Page excerpt:
········

High availability of SOBR #Case 05112528

Post by **makacmar** » Nov 05, 2021 9:48 am this post

Hello,
backup of transaction logs for ms-sql and oracle is not supported in case that VM could be backed up by 2 jobs

jobA is backing up VM in DC A and physical repository is in location A (sobrA)
jobB is backing up VM in DC B and physical repository is in location B (sobrB)
so for normal VM is great HA, but not for oracle and sql
if switch is done, that transaction logs in child job are not done, because is warning in parent jobB - Echo "Transaction logs were not backed up, because JobA is still active"
if this is not supported, then solution has to come on repository level with sobr

for high availability of sobrs a suggest solutions:
1) create button like failover inside of sobr (like button Seal, Maintenance)
2) create group of sobrs with policy like
a) failover
b) round robin (one task to first sobr, second task to second sobr, 3rd to first sobr, …)
c) performance (checking cpu, memory a based on that input, put to correct sobr with less load),
d) priority (sending to sobr1 and in case is fully occupied, it will put into sobr2)

········

Set tasks:
- a) In the forum post, what warning message appears in parent jobB when the transaction logs in the child job are not done?
- b) Rewrite the paragraph of the forum post beginning "for high availability of sobrs" as a brief list that keeps its main facts.
- c) State whether each statement agrees with the forum post, answering yes or no and quoting the words that decide it: (i) High availability works well for normal VMs. (ii) Under the priority policy, tasks alternate between the first and second SOBR. (iii) jobA uses a physical repository in location B.

········

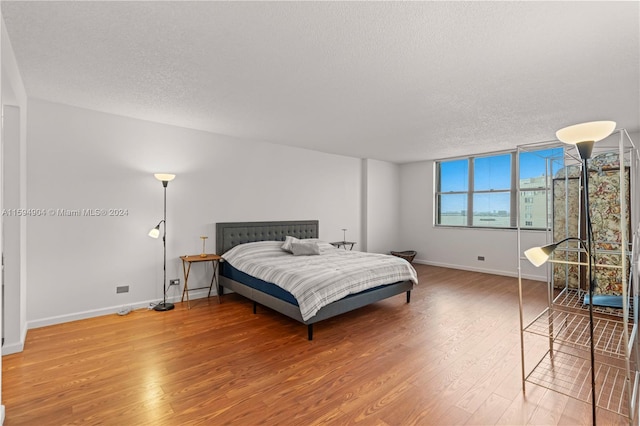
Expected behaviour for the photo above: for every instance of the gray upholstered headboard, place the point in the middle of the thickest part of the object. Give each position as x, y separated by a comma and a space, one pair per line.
230, 234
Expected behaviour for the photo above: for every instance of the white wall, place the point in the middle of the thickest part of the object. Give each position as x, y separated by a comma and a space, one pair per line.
81, 159
460, 247
382, 227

········

Task answers:
- a) "Transaction logs were not backed up, because JobA is still active"

- b)
Suggested solutions for SOBR high availability:
- A failover button inside the SOBR, similar to the Seal and Maintenance buttons.
- A group of SOBRs governed by one of these policies:
  - Failover.
  - Round robin: tasks alternate between the first and second SOBR.
  - Performance: CPU and memory are checked, and the task goes to the SOBR with less load.
  - Priority: tasks go to sobr1 and, when it is fully occupied, to sobr2.

- c)
(i) Yes: "so for normal VM is great HA, but not for oracle and sql"
(ii) No: "priority (sending to sobr1 and in case is fully occupied, it will put into sobr2)"
(iii) No: "jobA is backing up VM in DC A and physical repository is in location A (sobrA)"